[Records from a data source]
◇ ◇ ◇ ◇ ◇ ◇ ◇

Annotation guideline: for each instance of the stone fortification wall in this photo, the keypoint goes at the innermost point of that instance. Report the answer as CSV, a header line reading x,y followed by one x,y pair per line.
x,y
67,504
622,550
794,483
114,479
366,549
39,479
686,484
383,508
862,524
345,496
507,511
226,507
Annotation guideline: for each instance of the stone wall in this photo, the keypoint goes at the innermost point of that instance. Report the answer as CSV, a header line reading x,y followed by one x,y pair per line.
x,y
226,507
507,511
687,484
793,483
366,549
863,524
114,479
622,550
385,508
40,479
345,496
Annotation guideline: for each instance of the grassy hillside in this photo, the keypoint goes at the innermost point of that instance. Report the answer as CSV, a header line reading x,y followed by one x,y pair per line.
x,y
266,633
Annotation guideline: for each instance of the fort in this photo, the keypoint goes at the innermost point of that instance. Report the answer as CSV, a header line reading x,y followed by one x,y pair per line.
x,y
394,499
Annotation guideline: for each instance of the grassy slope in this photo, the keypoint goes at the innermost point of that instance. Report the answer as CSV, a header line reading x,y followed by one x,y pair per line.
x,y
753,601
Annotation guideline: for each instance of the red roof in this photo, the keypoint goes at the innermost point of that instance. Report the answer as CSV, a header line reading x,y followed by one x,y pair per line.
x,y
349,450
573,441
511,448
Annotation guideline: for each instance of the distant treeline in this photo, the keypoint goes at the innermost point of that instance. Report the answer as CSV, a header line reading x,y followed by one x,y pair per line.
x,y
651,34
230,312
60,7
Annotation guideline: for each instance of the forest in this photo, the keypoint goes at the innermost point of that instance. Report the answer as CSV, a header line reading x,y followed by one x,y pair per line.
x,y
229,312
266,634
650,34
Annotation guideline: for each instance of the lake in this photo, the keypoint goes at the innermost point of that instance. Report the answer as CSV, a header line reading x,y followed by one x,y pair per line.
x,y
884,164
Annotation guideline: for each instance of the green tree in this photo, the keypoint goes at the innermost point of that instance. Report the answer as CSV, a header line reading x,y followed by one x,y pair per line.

◇ ◇ ◇ ◇ ◇ ◇ ◇

## Work task
Retype the entries one by one, exactly.

## Answer section
Annotation guideline: for each instance of the stone fortification wall in this photo, the keypoint goes at the innermost point of that instance. Report the answer as CSV, a header line reading x,y followed by one x,y pair per line.
x,y
67,504
622,550
794,483
114,479
366,549
39,479
686,484
383,508
862,524
345,496
507,511
226,507
Annotation guideline: for each instance of the stone wall in this photo, the keypoint goes at the innermost point of that instance. Report the answer as CSV, a header line reading x,y followed by one x,y pair per line.
x,y
226,507
507,511
687,484
793,483
366,549
863,524
114,479
622,550
385,508
40,479
345,496
Annotation guideline: for each instance of the grassy hillside in this photo, the keypoint goes at the innermost point of that instance. Report the answer as CSV, a header line reading x,y followed by one x,y pair per line.
x,y
266,633
Annotation guideline: for each instance of the fort in this photo, the keypoint goes at the innermost point of that instance. Report the answer as CSV, a header line reading x,y followed by one x,y pair per line.
x,y
394,499
Annotation guideline: for each instance of the grassy slope in this photo, the keypoint goes at the innermost point of that instance. Report the answer as CSV, a header line reading x,y followed by one x,y pair per line.
x,y
753,601
Annotation guideline: for each instance of the red roof in this photo, the keypoint goes at the innermost point of that instance. Report the answer as CSV, a header line reading x,y followed by one x,y pair per line.
x,y
349,450
573,441
511,448
Annotation guideline: for each instance of the distant treeline in this photo, the keypoint goes at the innermost point of that instance. Report the answer as CSV, a header line reading x,y followed by one x,y pair per line.
x,y
651,34
230,312
60,7
Annotation guideline: for each instance of the forest in this photo, the keypoint goes at the innermost point of that instance. Report the answer as CSV, a header line reading x,y followed by one x,y pair per line.
x,y
229,312
266,634
650,34
Annotation guideline: for each instance of the lake in this photo, the keypoint goes at the innermost point of that instance. Report the answer as CSV, a header line reading x,y followed by one x,y pair per line.
x,y
884,164
Annotation guideline: for each instance of the green tree in this photo, the keypoint goes at the innermost point of that instance. Report the answer as CSV, a header line reading x,y followed by one x,y pair per line.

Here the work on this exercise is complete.